*Exercise task*
Pull out every line of the items below that contains the string "trunk", matching uppercase and lowercase letters exactly.

*Dataset content*

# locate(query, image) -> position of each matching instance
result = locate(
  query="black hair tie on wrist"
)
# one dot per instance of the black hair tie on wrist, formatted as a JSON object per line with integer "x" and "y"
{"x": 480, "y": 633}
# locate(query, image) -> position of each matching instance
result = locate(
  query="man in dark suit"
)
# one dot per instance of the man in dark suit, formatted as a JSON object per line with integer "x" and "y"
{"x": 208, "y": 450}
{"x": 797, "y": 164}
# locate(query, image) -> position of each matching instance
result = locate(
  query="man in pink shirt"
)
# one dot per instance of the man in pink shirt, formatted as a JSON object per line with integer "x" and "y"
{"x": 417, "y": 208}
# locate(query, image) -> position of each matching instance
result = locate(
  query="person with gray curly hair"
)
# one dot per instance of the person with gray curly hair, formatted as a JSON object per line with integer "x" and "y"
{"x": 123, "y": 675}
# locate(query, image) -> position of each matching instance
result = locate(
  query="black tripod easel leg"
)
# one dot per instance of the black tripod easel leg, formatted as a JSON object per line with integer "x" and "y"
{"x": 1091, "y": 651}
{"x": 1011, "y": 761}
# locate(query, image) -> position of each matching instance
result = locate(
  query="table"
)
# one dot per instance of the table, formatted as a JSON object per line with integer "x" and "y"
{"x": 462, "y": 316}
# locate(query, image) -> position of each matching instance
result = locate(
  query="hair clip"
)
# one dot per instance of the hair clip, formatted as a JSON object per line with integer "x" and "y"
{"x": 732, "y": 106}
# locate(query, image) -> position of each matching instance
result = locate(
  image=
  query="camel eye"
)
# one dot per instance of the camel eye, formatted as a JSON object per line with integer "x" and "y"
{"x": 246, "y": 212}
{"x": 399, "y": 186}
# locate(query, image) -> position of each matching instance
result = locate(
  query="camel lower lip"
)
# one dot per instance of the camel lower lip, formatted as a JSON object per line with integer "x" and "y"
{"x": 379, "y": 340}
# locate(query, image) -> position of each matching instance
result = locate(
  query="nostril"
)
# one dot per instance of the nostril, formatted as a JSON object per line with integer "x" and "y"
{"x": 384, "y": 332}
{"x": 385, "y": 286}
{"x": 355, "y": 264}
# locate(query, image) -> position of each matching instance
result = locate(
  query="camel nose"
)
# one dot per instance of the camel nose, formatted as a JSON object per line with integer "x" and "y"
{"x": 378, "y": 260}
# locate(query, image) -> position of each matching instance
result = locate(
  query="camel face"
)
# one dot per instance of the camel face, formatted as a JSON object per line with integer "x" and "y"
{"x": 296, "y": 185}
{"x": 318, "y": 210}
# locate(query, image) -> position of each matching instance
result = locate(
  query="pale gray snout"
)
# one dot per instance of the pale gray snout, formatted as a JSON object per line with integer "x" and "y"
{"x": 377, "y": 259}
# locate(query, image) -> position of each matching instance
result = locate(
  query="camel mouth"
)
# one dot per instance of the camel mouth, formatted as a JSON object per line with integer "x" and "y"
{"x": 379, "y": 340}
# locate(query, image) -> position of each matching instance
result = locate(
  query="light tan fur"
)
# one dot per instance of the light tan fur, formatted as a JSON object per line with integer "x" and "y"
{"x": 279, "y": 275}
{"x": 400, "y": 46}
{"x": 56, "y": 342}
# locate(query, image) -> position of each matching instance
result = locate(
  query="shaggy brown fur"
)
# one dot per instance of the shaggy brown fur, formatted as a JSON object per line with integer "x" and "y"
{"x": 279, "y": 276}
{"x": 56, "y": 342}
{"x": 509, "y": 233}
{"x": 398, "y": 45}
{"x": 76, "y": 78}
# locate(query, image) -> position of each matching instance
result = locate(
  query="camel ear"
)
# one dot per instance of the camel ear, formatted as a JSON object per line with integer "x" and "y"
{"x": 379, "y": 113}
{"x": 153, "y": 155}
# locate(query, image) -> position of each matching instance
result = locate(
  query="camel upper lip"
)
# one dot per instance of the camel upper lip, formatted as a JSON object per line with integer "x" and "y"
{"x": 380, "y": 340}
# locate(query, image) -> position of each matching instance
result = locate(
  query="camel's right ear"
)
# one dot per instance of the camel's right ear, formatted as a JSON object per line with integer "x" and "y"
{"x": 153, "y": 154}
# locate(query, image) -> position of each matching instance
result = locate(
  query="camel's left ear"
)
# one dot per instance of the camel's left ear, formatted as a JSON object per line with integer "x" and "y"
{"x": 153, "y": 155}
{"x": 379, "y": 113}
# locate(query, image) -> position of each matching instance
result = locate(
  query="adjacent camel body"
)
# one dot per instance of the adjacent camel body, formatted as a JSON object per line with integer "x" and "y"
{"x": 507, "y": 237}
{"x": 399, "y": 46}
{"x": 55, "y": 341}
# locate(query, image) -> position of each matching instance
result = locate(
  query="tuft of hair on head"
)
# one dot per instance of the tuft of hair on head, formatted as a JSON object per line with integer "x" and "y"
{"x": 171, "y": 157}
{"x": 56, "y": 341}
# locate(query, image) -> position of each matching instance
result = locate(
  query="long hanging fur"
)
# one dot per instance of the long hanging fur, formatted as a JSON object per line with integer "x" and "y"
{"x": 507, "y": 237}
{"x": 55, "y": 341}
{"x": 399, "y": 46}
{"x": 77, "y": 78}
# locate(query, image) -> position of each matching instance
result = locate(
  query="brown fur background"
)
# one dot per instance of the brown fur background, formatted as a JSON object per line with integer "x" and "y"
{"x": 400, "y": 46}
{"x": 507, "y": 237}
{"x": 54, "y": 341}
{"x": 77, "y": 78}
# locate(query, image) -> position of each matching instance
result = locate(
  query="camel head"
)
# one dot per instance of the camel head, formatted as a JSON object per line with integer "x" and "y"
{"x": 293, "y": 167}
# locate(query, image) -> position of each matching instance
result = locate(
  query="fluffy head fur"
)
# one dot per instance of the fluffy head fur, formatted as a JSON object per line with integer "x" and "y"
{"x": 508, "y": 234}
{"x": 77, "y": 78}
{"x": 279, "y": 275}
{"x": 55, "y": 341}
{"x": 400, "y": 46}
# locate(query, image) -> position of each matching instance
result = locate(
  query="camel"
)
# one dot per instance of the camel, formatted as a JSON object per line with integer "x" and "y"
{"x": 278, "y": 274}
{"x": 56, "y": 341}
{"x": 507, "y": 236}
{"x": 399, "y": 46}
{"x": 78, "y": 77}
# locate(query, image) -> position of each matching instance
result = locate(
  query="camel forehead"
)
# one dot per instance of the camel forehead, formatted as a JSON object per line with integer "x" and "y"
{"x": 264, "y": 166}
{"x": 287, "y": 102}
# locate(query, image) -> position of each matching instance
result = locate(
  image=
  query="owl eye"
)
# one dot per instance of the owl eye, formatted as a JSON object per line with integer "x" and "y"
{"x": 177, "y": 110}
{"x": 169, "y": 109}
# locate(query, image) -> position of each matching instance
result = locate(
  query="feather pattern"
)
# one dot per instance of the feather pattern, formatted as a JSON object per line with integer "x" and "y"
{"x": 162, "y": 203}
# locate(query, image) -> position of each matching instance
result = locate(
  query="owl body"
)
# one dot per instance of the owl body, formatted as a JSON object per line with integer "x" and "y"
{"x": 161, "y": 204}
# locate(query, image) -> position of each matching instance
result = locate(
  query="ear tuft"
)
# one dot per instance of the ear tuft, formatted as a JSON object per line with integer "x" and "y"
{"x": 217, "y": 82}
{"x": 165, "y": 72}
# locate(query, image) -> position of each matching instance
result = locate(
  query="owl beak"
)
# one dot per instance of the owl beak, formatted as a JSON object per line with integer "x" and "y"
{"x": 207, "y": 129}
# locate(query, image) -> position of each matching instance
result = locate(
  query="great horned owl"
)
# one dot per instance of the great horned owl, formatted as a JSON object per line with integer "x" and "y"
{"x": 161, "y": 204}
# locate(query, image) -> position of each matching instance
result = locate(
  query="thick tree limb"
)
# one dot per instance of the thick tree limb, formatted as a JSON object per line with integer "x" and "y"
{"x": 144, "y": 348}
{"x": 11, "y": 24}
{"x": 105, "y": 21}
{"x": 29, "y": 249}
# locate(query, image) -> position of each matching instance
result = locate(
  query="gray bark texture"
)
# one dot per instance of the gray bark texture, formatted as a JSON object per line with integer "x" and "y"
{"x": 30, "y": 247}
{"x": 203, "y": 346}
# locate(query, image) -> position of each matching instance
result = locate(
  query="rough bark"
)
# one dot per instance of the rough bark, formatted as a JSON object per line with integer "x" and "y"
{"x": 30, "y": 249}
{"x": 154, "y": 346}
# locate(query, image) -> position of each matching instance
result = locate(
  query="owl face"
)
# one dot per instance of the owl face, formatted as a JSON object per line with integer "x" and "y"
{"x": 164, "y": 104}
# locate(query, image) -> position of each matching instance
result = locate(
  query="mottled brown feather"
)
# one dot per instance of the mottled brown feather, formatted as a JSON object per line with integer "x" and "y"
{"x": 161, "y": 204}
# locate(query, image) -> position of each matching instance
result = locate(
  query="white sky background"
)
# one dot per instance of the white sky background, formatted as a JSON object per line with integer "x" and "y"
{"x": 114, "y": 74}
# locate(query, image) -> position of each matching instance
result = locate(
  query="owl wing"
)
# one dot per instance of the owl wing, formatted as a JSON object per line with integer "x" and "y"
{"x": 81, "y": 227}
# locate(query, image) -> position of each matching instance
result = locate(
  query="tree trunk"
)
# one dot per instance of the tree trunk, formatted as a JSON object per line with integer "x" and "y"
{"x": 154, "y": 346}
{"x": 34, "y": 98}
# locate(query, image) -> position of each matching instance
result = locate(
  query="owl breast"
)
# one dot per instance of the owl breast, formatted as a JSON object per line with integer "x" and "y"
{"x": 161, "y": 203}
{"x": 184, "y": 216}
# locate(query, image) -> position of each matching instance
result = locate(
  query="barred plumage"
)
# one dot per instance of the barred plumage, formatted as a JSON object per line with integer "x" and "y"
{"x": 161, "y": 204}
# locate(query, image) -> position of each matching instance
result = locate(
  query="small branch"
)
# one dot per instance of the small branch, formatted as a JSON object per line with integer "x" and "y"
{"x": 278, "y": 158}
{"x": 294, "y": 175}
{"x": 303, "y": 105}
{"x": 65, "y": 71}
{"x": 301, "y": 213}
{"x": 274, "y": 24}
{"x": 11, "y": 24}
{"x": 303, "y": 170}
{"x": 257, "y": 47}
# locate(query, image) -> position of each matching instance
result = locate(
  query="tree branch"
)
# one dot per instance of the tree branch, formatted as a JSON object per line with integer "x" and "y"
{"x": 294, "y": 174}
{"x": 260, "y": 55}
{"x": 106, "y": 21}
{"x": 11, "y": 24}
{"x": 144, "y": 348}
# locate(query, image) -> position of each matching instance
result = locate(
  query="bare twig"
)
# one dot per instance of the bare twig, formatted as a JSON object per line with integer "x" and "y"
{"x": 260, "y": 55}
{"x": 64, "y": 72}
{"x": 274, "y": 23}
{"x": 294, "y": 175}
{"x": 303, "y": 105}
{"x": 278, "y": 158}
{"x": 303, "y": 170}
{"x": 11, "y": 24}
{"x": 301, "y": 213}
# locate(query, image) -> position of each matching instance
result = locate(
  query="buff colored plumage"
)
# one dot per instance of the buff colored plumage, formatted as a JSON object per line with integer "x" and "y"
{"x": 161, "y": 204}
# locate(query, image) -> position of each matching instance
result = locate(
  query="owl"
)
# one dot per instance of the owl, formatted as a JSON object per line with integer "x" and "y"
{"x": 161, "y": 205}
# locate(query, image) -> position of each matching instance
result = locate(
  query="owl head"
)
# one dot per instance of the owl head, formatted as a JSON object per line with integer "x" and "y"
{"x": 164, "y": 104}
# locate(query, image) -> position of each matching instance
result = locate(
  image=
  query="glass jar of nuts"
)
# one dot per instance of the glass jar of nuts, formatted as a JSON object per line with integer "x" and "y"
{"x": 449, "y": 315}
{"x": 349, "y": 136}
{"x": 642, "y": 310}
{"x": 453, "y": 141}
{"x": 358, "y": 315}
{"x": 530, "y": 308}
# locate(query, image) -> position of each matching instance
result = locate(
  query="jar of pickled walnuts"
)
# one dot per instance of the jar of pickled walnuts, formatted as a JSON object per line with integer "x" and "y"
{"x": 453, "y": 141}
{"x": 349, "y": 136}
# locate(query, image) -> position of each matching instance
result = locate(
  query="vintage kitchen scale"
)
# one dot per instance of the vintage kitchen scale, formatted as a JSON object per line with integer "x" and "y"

*Output of the task*
  query="tree trunk"
# one dot per instance of the tree trunk, formatted as a JSON object per line with integer "x" and "y"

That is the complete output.